_EXERCISE_:
Give back every line of the data below exactly.
Top of MATERIAL TO PROCESS
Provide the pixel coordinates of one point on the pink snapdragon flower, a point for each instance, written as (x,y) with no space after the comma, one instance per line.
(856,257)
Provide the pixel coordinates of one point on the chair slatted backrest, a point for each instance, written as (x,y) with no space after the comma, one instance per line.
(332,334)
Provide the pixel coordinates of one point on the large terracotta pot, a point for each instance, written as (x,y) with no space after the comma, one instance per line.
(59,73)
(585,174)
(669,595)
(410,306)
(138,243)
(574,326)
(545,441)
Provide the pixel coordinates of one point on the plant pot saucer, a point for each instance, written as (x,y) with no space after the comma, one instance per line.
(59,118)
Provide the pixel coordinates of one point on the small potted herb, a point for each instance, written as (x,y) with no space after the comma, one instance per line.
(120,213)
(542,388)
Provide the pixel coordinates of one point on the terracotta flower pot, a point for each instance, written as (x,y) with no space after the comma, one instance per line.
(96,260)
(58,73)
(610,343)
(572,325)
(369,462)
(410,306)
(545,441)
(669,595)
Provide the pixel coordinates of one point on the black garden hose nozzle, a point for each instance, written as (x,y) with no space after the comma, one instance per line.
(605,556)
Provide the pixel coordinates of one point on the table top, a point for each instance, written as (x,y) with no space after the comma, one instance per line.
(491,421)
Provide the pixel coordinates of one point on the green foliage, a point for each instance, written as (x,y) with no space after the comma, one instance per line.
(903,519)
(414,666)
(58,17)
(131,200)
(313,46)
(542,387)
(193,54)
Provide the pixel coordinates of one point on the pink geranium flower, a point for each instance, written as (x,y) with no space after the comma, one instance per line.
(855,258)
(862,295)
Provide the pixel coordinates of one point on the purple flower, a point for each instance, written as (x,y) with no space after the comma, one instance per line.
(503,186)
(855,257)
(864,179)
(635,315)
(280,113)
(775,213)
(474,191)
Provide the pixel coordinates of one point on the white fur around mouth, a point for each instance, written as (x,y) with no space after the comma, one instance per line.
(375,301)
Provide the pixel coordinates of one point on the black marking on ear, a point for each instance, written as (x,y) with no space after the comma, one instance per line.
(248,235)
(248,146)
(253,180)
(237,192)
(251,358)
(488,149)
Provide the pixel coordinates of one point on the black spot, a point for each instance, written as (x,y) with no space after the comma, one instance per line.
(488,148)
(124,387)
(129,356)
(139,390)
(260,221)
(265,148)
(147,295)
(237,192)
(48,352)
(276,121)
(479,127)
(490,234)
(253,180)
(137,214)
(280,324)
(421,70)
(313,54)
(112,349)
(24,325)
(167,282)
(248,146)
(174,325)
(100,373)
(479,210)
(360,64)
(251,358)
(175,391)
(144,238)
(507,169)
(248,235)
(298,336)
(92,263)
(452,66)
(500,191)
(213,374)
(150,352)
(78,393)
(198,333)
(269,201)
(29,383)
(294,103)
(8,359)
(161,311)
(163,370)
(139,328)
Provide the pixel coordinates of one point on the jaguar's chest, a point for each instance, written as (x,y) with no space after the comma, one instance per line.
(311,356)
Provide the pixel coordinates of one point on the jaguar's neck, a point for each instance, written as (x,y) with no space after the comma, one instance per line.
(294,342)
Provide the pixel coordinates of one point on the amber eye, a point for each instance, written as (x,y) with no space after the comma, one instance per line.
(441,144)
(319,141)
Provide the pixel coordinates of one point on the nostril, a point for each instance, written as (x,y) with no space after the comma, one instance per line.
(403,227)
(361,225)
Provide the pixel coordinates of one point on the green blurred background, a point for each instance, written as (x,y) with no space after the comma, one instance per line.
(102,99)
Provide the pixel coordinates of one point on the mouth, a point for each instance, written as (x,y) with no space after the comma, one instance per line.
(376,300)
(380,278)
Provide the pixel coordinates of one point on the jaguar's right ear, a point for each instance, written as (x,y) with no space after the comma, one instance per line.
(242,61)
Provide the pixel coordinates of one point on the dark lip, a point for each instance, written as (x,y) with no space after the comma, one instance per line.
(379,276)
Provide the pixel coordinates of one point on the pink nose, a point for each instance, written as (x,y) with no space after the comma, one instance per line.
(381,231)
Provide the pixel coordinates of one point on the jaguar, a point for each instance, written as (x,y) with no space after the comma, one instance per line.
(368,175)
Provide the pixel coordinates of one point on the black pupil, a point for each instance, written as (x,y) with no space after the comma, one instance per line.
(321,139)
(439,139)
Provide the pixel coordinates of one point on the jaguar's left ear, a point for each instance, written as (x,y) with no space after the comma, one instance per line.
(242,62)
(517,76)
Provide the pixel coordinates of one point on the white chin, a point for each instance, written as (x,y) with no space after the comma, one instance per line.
Bottom of MATERIAL TO PROCESS
_EXERCISE ANSWER_:
Provide the pixel coordinates of one point on the pink snapdragon flower, a point for each instance, written as (x,y) with no space after the comma, one instance per line.
(856,257)
Provide the pixel coordinates of one point on the chair slatted backrest, a point for each instance, written as (x,y) with no space after the comma, one instance per line.
(332,334)
Provide the pixel coordinates of one point on the large terracotta pot, a point for each instance, written as (x,y) with no space after the comma, one instance per line.
(59,73)
(585,174)
(669,595)
(410,306)
(138,243)
(574,326)
(545,441)
Provide the pixel coordinates of one point on the plant pot saucer, a point for each instance, written as (x,y) with no space after the comma, one instance per line.
(59,118)
Provide the pixel coordinates of one point on the small potted herb, a point for each instance, written as (x,y) with no space after the comma, one instance per line.
(120,213)
(542,388)
Provide the pixel coordinates of one point on the terracotta flower pot, a point for each instance, written as (x,y) with no space after the comma, one instance per line.
(96,260)
(58,73)
(610,343)
(572,325)
(369,462)
(410,306)
(545,441)
(669,595)
Provide the pixel coordinates of one point on the black garden hose nozzle, a point for each instance, written as (x,y) with no space after the comma, one instance per line.
(605,556)
Provide the pixel coordinates of one point on the table top, a point for each instance, written as (x,y) with no space after the comma, one instance per line.
(491,421)
Provide the pixel coordinates of one point on the green foliage, a point for each instance, written as (x,y) with no space after the comma, one instance per line.
(903,519)
(414,666)
(58,17)
(131,200)
(313,46)
(542,387)
(193,54)
Provide the pixel coordinates of one point on the pink geranium flower, a point for each instance, written as (x,y) with no space after the comma, one instance per line.
(855,258)
(862,295)
Provide the pixel coordinates of one point on the purple flower, a point for each instance, written as (x,y) with no space after the comma, one instance per line.
(503,186)
(855,257)
(864,179)
(635,315)
(280,113)
(775,213)
(474,191)
Provide the pixel coordinates of one point on the white fur around mouth, a point for each instance, written as (x,y) with no space after the comma, one instance per line.
(375,301)
Provide the pixel coordinates of one point on the black marking on ear, a point for each instance, written as (x,y) with no space after the comma, one instance per line.
(248,235)
(248,146)
(253,180)
(237,192)
(251,358)
(488,149)
Provide the pixel coordinates of one point on the black spot, a point for each instance, written as (x,y) with no space after the comma, one instance per line.
(488,148)
(124,387)
(129,356)
(139,390)
(260,221)
(265,148)
(147,295)
(237,192)
(48,352)
(276,121)
(479,127)
(490,234)
(253,180)
(137,214)
(280,324)
(421,70)
(313,54)
(112,349)
(24,325)
(167,282)
(248,146)
(174,325)
(100,373)
(479,210)
(360,64)
(251,358)
(175,391)
(144,238)
(507,169)
(248,235)
(298,336)
(92,263)
(452,66)
(500,191)
(213,374)
(150,352)
(78,393)
(198,333)
(269,201)
(29,383)
(294,103)
(8,359)
(161,311)
(163,370)
(139,328)
Provide the pixel coordinates of one point on the jaguar's chest, a point for each instance, written as (x,y) with no space after the comma, one instance per line.
(311,356)
Provide the pixel coordinates of one point on the jaguar's neck, a point for each instance, written as (x,y) with no space after the comma, one instance per line.
(294,342)
Provide the pixel coordinates of one point on the amber eye, a point for each instance, written as (x,y) with no space after the comma, one instance per line.
(441,144)
(319,141)
Provide the pixel coordinates of one point on the nostril, a point for each instance, written as (x,y) with no space after the comma, one instance per line.
(403,227)
(361,225)
Provide the pixel coordinates of one point on the green blurred background, a point for each instance, written as (x,y) with no space after the comma, one instance per line.
(102,99)
Provide the pixel coordinates of one point on the mouth, a point for each instance, written as (x,y) with no space after the comma, one instance per line.
(376,300)
(380,278)
Provide the pixel coordinates of one point on the jaguar's right ear, a point for each instance, written as (x,y) with no space after the comma, one instance per line.
(242,61)
Provide the pixel coordinates of one point on the dark lip, a point for each instance, written as (x,y) with no space after the comma, one instance per line.
(379,276)
Provide the pixel coordinates of one point on the pink nose, a point for each instance, written as (x,y) with no space after the comma, one instance per line.
(381,231)
Provide the pixel coordinates of one point on the jaguar, a point for each instance, written as (x,y) with no space after the comma, one instance per line.
(368,175)
Provide the pixel coordinates of one point on the black pupil, a point for each instance, written as (x,y) with no space after the comma, one instance per line.
(321,139)
(439,139)
Provide the pixel coordinates of one point on the jaguar's left ear, a point for each instance, written as (x,y) with no space after the comma, one instance per line.
(242,62)
(517,76)
Provide the pixel coordinates of one point on the white chin, a point for each instance, written as (x,y) with no space after the comma, one instance per line.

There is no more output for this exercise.